Texte à lire:
= = = = = = =

Une question délicate, parce qu’à la limite de deux notions qui peuvent s’opposer : d’un côté la liberté religieuse et de l’autre l’impartialité de l’Etat en dehors de toute influence religieuse. Le débat ces temps-ci est complexe et parfois passionnel ; il le fut tout autant en France il y a exactement 116 ans quand était votée par les députés la loi sur la séparation de l’Eglise et de l’Etat, une loi qui sera promulguée quelques mois plus tard.

 

 

Pourquoi cette loi consacrant le principe de laïcité est-elle instaurée en 1905 ?

 

Parce que le pays est sous tension. On a du mal à s’en rendre compte aujourd’hui mais la lutte est farouche entre les défenseurs de l’Eglise et ses opposants. L’Eglise, c’est le culte catholique romain et aucun autre.

La question agite la France durant tout le 19e siècle : quelle place faut-il accorder aux prêtres et aux congrégations religieuses dans la société ?

Il y a ceux pour qui la France est la fille aînée de l’Eglise, en référence aux Rois de France consacrés à Reims, qui se sont toujours érigés en défenseurs de la chrétienté ; il y a aussi les autres qui se réfèrent à la Révolution, celle qui a balayé les privilèges de l’Ancien régime avec parfois une fièvre antireligieuse virulente comportant pillage des églises et des abbayes.

Cette fracture-là est toujours bien profonde à la fin du 19e siècle et si le débat reprend vigueur dans les années 1870, c’est parce que la France est devenue une République.

 

La loi qui va consacrer en France le principe de la laïcité fortement liée à la question républicaine

 

Il faut se rappeler que la République en France c’est à l’époque une exception.

Au début du 20e siècle, l’Europe est constituée d’Empires, l’empire russe, l’empire allemand, l’empire austro-hongrois ou de royaumes. Le régime républicain français est une exception qui n’allait pas de soi et s’est imposé de peu face aux monarchistes qui voulaient remettre un Roi sur le trône de France.

Les républicains cherchent donc à asseoir ce régime encore fragile et pour y parvenir ils doivent contrecarrer l’influence des prêtres et leur rôle prépondérant dans l’éducation des enfants. Pour cela, ils vont créer une armée d’instituteurs au service d’une école publique obligatoire et résolument laïque. L’instituteur contre le curé, la République contre la monarchie, voilà quel est le contexte du vote de la loi sur la séparation de l’Eglise et de l’Etat : la laïcité va constituer un ciment idéologique de la République française et participer à la création d’un nouveau culte : celui d’une patrie généreuse et unique que les petits français vont apprendre à aimer dans les écoles publiques où les instituteurs sont les premiers défenseurs républicains dans toutes les villes et villages de France.

= = = = = = =

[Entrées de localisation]
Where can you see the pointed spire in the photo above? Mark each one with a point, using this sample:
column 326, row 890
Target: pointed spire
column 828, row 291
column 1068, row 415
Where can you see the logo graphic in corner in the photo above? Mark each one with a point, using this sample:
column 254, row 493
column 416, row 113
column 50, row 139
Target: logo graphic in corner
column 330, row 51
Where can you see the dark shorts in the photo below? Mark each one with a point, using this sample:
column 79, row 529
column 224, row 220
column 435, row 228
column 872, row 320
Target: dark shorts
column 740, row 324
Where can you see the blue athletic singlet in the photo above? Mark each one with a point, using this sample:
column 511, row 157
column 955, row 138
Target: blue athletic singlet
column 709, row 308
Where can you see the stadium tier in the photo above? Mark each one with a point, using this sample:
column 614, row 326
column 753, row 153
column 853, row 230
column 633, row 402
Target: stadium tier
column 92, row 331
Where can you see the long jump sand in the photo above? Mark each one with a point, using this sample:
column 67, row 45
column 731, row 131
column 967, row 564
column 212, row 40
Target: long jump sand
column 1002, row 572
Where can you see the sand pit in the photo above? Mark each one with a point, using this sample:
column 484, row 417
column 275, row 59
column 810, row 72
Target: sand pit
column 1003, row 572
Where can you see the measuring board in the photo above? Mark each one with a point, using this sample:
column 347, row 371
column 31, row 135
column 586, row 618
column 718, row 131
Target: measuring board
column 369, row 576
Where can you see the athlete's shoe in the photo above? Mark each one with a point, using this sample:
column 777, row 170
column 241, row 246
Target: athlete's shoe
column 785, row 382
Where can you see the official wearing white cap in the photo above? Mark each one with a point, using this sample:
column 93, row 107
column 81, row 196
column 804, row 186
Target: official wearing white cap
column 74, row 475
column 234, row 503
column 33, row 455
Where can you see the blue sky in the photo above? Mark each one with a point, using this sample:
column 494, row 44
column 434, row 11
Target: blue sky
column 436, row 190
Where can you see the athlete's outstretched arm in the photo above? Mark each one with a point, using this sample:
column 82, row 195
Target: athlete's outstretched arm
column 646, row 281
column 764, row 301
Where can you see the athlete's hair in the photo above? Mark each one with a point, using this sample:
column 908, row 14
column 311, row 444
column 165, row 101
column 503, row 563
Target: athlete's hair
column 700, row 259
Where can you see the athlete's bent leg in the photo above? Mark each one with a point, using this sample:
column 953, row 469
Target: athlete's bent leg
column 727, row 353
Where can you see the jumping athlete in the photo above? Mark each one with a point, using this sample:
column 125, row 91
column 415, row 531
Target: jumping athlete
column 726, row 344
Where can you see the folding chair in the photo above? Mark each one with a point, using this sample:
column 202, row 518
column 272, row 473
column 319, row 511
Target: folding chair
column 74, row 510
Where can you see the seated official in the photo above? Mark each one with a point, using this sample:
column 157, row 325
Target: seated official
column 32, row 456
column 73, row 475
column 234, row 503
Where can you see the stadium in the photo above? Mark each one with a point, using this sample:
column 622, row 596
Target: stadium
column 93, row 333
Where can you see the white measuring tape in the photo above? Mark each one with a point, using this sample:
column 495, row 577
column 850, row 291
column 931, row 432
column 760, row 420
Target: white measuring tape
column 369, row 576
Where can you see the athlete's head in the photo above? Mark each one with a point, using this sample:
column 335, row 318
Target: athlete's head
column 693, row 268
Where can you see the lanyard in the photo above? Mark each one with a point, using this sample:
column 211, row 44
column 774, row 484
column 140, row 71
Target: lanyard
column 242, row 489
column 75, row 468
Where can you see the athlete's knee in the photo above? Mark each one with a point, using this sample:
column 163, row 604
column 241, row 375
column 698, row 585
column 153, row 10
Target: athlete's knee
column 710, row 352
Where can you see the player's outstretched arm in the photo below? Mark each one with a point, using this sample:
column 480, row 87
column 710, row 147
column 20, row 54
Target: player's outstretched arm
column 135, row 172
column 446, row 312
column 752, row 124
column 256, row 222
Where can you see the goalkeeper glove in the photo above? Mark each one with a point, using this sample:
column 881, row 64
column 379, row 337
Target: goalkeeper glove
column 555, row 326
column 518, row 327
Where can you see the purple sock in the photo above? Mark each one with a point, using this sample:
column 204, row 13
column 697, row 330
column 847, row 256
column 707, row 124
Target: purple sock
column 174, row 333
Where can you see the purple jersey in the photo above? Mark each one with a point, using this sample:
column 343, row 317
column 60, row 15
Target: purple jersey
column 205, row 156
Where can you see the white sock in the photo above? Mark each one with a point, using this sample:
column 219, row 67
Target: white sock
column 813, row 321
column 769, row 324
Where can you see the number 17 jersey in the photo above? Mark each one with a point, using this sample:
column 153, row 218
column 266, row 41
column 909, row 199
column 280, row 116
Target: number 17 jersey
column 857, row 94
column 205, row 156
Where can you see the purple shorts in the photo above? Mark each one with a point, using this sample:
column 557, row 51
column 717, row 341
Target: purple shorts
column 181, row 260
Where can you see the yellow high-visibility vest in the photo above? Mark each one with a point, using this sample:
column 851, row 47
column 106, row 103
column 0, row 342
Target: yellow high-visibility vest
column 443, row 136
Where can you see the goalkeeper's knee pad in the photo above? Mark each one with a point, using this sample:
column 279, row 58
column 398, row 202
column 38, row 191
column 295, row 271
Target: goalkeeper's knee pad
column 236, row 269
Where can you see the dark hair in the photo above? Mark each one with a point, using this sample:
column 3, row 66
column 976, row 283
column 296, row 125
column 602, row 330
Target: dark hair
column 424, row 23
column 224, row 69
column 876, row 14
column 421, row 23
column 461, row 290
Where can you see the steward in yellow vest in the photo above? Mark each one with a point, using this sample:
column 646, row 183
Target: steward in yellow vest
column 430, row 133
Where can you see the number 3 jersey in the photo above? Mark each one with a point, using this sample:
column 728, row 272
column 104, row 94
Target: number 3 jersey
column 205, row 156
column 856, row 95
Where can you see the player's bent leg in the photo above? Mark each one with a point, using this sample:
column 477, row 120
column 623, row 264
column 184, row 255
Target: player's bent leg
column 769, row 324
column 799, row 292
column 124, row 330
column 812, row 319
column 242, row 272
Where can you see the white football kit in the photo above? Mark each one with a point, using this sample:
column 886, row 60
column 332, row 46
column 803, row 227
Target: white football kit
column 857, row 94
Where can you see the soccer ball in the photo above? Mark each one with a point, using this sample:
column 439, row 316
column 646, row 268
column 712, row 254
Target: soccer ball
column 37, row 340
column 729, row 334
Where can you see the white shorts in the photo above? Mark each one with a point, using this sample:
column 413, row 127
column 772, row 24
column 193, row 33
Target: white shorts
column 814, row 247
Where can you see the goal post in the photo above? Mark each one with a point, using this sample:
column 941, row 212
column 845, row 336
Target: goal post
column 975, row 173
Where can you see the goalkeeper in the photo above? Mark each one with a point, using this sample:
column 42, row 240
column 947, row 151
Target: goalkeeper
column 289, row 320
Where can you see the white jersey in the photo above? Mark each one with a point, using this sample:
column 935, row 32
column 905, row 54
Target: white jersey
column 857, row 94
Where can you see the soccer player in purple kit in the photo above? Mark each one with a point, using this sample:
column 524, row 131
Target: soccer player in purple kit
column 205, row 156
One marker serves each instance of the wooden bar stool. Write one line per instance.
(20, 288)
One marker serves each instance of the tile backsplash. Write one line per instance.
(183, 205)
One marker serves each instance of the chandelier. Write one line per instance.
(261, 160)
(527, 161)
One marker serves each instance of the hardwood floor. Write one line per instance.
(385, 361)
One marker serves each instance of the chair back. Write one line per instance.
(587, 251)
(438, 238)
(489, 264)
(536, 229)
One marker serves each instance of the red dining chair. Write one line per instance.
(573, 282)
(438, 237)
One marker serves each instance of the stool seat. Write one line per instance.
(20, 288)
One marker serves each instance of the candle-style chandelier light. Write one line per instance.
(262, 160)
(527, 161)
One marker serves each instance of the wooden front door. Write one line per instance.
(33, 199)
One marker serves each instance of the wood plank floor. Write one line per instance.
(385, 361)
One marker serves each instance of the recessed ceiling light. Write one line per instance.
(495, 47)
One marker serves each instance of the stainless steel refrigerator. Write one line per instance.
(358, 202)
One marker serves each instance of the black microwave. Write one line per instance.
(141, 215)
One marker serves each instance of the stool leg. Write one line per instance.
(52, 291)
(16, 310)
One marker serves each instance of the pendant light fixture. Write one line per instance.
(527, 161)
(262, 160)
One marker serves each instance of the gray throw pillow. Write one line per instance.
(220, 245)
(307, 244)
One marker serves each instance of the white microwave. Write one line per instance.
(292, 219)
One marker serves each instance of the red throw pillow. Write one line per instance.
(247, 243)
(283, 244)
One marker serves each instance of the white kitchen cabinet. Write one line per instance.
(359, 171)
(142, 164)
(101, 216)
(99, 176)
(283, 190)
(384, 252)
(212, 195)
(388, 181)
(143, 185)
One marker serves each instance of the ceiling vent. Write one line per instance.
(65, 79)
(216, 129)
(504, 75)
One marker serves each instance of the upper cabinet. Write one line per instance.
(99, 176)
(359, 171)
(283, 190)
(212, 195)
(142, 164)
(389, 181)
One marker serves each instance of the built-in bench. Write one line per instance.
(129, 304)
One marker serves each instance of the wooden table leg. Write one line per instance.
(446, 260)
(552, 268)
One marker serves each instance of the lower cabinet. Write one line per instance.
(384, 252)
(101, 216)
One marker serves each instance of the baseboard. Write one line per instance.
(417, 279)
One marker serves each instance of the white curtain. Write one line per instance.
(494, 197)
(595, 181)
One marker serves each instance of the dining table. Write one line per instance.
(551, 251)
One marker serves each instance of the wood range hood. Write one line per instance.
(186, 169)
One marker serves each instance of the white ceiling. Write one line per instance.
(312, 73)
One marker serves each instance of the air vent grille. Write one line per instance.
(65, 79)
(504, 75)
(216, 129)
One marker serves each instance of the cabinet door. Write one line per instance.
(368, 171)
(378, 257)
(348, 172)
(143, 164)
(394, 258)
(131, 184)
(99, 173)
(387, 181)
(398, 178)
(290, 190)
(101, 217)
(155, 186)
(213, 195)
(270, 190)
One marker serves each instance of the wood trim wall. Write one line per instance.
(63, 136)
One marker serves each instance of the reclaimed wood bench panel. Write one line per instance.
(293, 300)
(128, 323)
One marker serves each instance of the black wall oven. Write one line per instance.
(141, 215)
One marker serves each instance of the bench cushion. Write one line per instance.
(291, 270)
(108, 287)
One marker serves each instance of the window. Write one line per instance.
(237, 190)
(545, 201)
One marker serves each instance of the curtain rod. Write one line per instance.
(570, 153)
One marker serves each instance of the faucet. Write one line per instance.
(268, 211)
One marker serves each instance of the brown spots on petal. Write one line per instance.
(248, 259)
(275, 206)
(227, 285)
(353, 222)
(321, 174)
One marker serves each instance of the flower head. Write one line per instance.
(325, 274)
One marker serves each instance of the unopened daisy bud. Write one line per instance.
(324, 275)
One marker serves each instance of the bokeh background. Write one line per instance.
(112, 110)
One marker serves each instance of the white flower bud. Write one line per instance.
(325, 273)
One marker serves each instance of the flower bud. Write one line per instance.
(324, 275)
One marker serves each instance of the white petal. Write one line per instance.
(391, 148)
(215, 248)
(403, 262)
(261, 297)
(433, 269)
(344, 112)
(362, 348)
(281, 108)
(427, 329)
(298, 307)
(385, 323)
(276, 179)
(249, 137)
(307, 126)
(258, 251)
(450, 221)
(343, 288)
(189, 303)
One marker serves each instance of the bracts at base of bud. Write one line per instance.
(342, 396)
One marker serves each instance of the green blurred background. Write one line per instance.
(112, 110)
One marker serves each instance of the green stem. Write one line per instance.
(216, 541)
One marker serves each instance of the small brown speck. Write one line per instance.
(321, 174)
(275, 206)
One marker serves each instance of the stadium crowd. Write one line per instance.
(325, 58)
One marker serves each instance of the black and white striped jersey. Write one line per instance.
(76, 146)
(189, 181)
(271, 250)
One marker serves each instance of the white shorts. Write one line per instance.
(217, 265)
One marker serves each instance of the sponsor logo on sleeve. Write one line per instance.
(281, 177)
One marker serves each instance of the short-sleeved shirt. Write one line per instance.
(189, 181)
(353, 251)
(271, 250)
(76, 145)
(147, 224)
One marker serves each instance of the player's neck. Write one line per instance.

= = = = = = =

Consignes à suivre:
A. Pour chacune des affirmations suivantes, indiquez par oui ou par non si elle concorde avec le texte sur la laïcité, et citez textuellement les mots qui le prouvent : (i) la loi sur la séparation de l’Eglise et de l’Etat a été votée par les députés il y a 116 ans ; (ii) au début du 20e siècle, l’Europe se composait surtout de républiques ; (iii) les républicains veulent une école publique obligatoire et laïque.
B. Dans la liste, recopiez les lignes depuis celle qui contient « Where can you see the dark shorts » jusqu’à celle qui contient « column 764, row 301 », toutes deux comprises, en remplaçant « Target » par « Object » et sans rien modifier d’autre.
Le texte sur la laïcité et la liste proviennent de sources différentes.

Résultats obtenus:
A.
(i) Oui : « il y a exactement 116 ans quand était votée par les députés la loi sur la séparation de l’Eglise et de l’Etat ».
(ii) Non : « l’Europe est constituée d’Empires, l’empire russe, l’empire allemand, l’empire austro-hongrois ou de royaumes ».
(iii) Oui : « ils vont créer une armée d’instituteurs au service d’une école publique obligatoire et résolument laïque ».

B.
Where can you see the dark shorts in the photo below? Mark each one with a point, using this sample:
column 79, row 529
column 224, row 220
column 435, row 228
column 872, row 320
Object: dark shorts
column 740, row 324
Where can you see the blue athletic singlet in the photo above? Mark each one with a point, using this sample:
column 511, row 157
column 955, row 138
Object: blue athletic singlet
column 709, row 308
Where can you see the stadium tier in the photo above? Mark each one with a point, using this sample:
column 614, row 326
column 753, row 153
column 853, row 230
column 633, row 402
Object: stadium tier
column 92, row 331
Where can you see the long jump sand in the photo above? Mark each one with a point, using this sample:
column 67, row 45
column 731, row 131
column 967, row 564
column 212, row 40
Object: long jump sand
column 1002, row 572
Where can you see the sand pit in the photo above? Mark each one with a point, using this sample:
column 484, row 417
column 275, row 59
column 810, row 72
Object: sand pit
column 1003, row 572
Where can you see the measuring board in the photo above? Mark each one with a point, using this sample:
column 347, row 371
column 31, row 135
column 586, row 618
column 718, row 131
Object: measuring board
column 369, row 576
Where can you see the athlete's shoe in the photo above? Mark each one with a point, using this sample:
column 777, row 170
column 241, row 246
Object: athlete's shoe
column 785, row 382
Where can you see the official wearing white cap in the photo above? Mark each one with a point, using this sample:
column 93, row 107
column 81, row 196
column 804, row 186
Object: official wearing white cap
column 74, row 475
column 234, row 503
column 33, row 455
Where can you see the blue sky in the photo above? Mark each one with a point, using this sample:
column 494, row 44
column 434, row 11
Object: blue sky
column 436, row 190
Where can you see the athlete's outstretched arm in the photo above? Mark each one with a point, using this sample:
column 82, row 195
Object: athlete's outstretched arm
column 646, row 281
column 764, row 301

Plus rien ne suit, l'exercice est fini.